**Study material**
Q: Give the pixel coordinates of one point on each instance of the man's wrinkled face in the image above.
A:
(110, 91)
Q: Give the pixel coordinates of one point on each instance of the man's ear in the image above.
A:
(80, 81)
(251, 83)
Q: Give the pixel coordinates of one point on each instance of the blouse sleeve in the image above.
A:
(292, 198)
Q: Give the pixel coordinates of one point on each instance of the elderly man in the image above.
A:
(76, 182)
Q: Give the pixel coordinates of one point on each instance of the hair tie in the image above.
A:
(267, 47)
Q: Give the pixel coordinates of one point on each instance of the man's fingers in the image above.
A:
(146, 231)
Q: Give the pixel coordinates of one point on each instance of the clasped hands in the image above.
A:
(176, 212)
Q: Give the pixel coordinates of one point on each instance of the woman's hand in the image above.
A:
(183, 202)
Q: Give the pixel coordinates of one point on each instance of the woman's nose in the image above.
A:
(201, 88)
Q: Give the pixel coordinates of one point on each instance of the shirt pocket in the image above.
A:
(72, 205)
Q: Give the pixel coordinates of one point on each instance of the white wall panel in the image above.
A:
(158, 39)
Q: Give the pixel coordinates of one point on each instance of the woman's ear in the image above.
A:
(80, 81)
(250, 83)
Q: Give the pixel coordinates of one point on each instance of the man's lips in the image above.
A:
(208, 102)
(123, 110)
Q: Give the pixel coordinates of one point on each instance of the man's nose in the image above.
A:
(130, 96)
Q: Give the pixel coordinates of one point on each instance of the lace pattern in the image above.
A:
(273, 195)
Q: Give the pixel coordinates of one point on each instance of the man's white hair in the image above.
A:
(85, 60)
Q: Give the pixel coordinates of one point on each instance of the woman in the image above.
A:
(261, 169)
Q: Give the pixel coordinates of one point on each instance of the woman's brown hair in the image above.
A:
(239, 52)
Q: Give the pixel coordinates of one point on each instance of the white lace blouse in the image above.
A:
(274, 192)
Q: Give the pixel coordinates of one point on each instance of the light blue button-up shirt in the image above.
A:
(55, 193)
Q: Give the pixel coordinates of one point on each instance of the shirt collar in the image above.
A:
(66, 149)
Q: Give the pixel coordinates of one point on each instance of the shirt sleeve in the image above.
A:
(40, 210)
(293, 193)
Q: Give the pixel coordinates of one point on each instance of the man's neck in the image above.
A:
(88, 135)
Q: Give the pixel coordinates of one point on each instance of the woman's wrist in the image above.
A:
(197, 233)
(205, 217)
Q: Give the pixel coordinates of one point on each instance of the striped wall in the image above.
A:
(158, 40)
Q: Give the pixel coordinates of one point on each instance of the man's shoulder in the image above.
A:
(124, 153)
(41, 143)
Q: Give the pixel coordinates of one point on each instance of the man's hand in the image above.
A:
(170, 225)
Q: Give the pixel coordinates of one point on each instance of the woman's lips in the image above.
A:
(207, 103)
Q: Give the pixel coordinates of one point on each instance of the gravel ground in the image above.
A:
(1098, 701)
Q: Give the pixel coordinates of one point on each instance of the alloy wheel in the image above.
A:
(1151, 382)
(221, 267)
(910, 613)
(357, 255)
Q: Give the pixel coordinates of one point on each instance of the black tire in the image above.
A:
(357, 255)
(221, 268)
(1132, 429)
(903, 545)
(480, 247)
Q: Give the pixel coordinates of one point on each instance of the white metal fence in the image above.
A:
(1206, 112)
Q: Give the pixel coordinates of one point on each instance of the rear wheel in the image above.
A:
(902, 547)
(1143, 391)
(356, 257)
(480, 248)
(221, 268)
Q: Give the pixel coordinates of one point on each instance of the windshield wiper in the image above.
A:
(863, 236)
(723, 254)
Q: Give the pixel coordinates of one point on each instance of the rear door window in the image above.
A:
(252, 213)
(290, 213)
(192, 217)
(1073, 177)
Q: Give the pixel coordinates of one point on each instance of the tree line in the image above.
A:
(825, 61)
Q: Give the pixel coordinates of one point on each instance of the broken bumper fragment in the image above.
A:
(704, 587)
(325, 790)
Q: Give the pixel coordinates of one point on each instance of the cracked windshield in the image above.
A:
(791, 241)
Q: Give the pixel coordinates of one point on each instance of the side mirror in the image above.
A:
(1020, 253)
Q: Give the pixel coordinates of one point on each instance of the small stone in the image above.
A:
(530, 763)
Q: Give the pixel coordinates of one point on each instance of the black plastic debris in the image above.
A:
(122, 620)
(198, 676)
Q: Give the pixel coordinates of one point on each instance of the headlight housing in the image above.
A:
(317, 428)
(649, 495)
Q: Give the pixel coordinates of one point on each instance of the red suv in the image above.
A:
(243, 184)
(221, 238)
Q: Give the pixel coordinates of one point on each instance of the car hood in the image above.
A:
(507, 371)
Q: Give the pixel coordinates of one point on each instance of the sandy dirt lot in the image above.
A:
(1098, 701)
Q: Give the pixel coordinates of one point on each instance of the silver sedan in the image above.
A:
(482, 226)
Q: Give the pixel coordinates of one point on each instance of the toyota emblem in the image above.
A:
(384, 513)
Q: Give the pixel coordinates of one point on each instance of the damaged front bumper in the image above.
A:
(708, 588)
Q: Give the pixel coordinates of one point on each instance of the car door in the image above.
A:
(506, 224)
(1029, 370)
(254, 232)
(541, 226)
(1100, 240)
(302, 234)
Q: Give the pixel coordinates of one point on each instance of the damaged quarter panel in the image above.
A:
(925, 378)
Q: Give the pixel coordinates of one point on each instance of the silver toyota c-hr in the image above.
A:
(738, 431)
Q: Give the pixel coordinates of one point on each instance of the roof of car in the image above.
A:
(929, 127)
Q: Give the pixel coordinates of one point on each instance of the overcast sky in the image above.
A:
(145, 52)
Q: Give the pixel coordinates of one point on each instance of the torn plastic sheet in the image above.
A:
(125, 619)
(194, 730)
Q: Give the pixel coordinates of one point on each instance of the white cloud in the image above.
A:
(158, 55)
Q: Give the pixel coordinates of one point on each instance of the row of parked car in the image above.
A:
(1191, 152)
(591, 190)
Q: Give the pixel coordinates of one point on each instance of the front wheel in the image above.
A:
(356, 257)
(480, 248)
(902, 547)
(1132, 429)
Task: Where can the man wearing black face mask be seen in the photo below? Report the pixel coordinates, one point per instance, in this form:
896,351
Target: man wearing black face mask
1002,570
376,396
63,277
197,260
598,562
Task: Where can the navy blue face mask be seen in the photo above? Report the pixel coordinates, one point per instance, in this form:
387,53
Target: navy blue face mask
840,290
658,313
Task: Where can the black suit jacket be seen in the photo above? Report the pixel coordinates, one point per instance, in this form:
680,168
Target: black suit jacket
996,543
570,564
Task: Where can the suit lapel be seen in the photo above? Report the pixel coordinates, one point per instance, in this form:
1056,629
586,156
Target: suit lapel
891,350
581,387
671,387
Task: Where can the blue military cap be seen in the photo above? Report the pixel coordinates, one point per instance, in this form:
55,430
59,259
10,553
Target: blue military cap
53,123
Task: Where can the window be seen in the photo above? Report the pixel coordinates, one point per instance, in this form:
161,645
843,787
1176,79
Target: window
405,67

**Task directions**
The whole listing, word for word, is the required answer.

**Exercise answer**
Q: Give the pixel coordinates of one point on each instance of the man's wrinkled face in the image above.
A:
(110, 91)
Q: Give the pixel coordinates of one point on each instance of the man's ear in the image above.
A:
(80, 81)
(251, 83)
Q: Give the pixel coordinates of one point on each instance of the blouse sleeve in the image above.
A:
(292, 198)
Q: Give the pixel coordinates of one point on each instance of the elderly man in the image above.
A:
(76, 182)
Q: Give the pixel coordinates of one point on each instance of the hair tie in the image above.
A:
(267, 47)
Q: Give the pixel coordinates of one point on each instance of the man's fingers in the image above.
A:
(146, 231)
Q: Give the pixel coordinates of one point on each instance of the clasped hands in the image above.
A:
(176, 212)
Q: Give the pixel coordinates of one point on each instance of the woman's hand in the image above.
A:
(183, 202)
Q: Give the pixel coordinates of one point on each instance of the woman's nose in the image above.
A:
(201, 88)
Q: Give the pixel coordinates of one point on each instance of the shirt pocket in the image above.
A:
(72, 205)
Q: Give the pixel coordinates of one point on each instance of the white wall panel in the image above.
A:
(158, 39)
Q: Give the pixel coordinates of one point on each instance of the woman's ear in the image above.
A:
(80, 81)
(250, 83)
Q: Give the pixel coordinates of one point on each instance of the man's lips in the image above.
A:
(208, 102)
(123, 110)
Q: Give the pixel coordinates of one point on each instance of the man's nose in the image above.
A:
(130, 96)
Q: Give the pixel coordinates of one point on each instance of the lace pattern in the image above.
A:
(273, 195)
Q: Give the pixel coordinates of one point on each instance of the man's white hair in the image above.
A:
(85, 60)
Q: Give the pixel coordinates of one point on each instance of the woman in the image above.
A:
(261, 169)
Q: Give the pixel coordinates of one point on each instance of the woman's brown hair in the image above.
A:
(239, 52)
Q: Give the pixel coordinates of one point on each instance of the white lace blouse in the image above.
A:
(274, 192)
Q: Give the pixel coordinates of one point on each instance of the light blue button-up shirt in the image above.
A:
(55, 193)
Q: Give the pixel coordinates of one point on each instance of the shirt collar in the image above.
A:
(66, 149)
Q: Give the pixel coordinates of one point on each instance of the shirt sleeve in the image above.
A:
(40, 210)
(293, 193)
Q: Give the pixel coordinates of one point on each instance of the man's neck in the image above.
A:
(88, 135)
Q: Give the pixel coordinates of one point on each instance of the woman's wrist in the image above.
A:
(197, 233)
(205, 217)
Q: Give the pixel coordinates of one point on each instance of the striped wall in the image above.
A:
(158, 40)
Q: Give the pixel coordinates of one point on each instance of the man's shoulder in the image above.
A:
(124, 153)
(41, 143)
Q: Give the pixel coordinates of one point on each instance of the man's hand in the image above.
A:
(170, 225)
Q: Give the pixel coordinates of one point on each instance of the woman's lips in the image above.
A:
(207, 103)
Q: Give the pixel coordinates of one point on each instance of the gravel ground in the image above.
A:
(1098, 701)
Q: Give the pixel coordinates of one point on each instance of the alloy wheel in the image above.
A:
(1151, 382)
(221, 267)
(910, 613)
(357, 255)
Q: Give the pixel coordinates of one point on each instance of the black tire in the image above.
A:
(357, 255)
(221, 268)
(1132, 429)
(903, 545)
(480, 247)
Q: Give the pixel coordinates of one point on each instance of the white metal fence in the image above.
A:
(1206, 112)
Q: Give the pixel coordinates of one point on each instance of the rear wheel in the image above.
A:
(902, 547)
(1143, 391)
(356, 257)
(480, 248)
(221, 268)
Q: Give the pixel coordinates of one point on each instance of the windshield wiper in the image above.
A:
(863, 236)
(723, 254)
Q: Give the pixel coordinates of one point on each instance of the rear door window in the image above.
A:
(252, 213)
(290, 213)
(192, 217)
(1073, 177)
Q: Give the pixel coordinates of one point on each instance of the tree line in the image above.
A:
(825, 61)
Q: Give the pixel coordinates of one point on each instance of the broken bumper fragment in the image above.
A:
(704, 587)
(325, 790)
Q: Give the pixel coordinates of one point on each instance of the cracked windshield in the image above.
A:
(791, 241)
Q: Give the pixel coordinates of one point on each instance of the side mirror in the image above.
A:
(1020, 253)
Q: Give the pixel coordinates of one point on each instance of the small stone in the image above.
A:
(530, 763)
Q: Give the pixel coordinates of one point on each instance of the black plastic debris in the image above.
A:
(122, 620)
(198, 676)
Q: Give the pixel coordinates of one point on each instance of the headlight housing in the image above.
A:
(317, 428)
(649, 495)
Q: Give the pixel coordinates of one point on each instance of the red suv in the image above.
A:
(243, 184)
(221, 238)
Q: Give the pixel coordinates of one point on each instance of the car hood in the image above.
A:
(507, 371)
Q: Give the pixel coordinates of one point on each instance of the sandy dirt lot in the image above.
A:
(1098, 701)
Q: Give the pixel coordinates of one point on each instance of the silver sedan in the image above.
A:
(482, 226)
Q: Give the pixel coordinates of one point on each instance of the toyota emblem in the image above.
A:
(384, 513)
Q: Give the pixel coordinates of one point on each instance of the damaged front bumper in the image above.
A:
(708, 588)
Q: Give the pixel coordinates of one point on each instance of the car door in the image above.
A:
(506, 224)
(1029, 370)
(254, 232)
(541, 226)
(1100, 240)
(302, 234)
Q: Give the pixel coordinates of one point on each instance of the damaged quarter panel in the image above.
A:
(925, 378)
Q: Give the pixel coordinates of one point on each instance of the silver toyota c-hr in the image above.
A:
(738, 431)
Q: Give the pixel coordinates of one point on each instance of the roof of car in the image above.
A:
(929, 127)
Q: Give the pixel coordinates of one point on each instance of the overcast sky in the image above.
A:
(145, 52)
Q: Give the pixel coordinates of one point on each instance of the torn plastic sheet in the image above.
A:
(125, 619)
(194, 730)
Q: Give the pixel coordinates of one point on each instance of the white cloud in the image above.
A:
(158, 55)
Q: Give the pixel coordinates of one point on each instance of the row of parked car in the image above.
A:
(1191, 152)
(591, 190)
Q: Give the pixel coordinates of one point on each instance of the front wheel in the image above.
A:
(356, 257)
(480, 248)
(902, 547)
(1132, 429)
Task: Where can the man wearing black face mask be seen in the photo below? Report the pixel coordinates, one point per instance, in this form:
896,351
Target: man wearing black face mask
1002,570
376,396
63,277
197,260
598,562
Task: Where can the navy blue face mask be seen in the photo above? Report the pixel coordinates, one point per instance, in this form:
387,53
Target: navy blue face mask
840,290
658,313
Task: Where can the black suit jacket be seen in the photo above? Report the pixel coordinates, one point per instance, in this form:
680,168
Target: black suit jacket
996,543
570,564
Task: Where can the suit lapel be seen in the photo above? Report the pixel coordinates, one point per instance, in this form:
1056,629
586,156
Target: suit lapel
891,350
581,387
671,387
Task: Where can the blue military cap be seen in the photo above? Report the pixel coordinates, one point per instance, in this form:
55,430
59,259
10,553
Target: blue military cap
53,123
Task: Where can the window be seen in the photo above? Report the pixel coordinates, one point per instance, in this form:
161,645
843,787
1176,79
Target: window
405,67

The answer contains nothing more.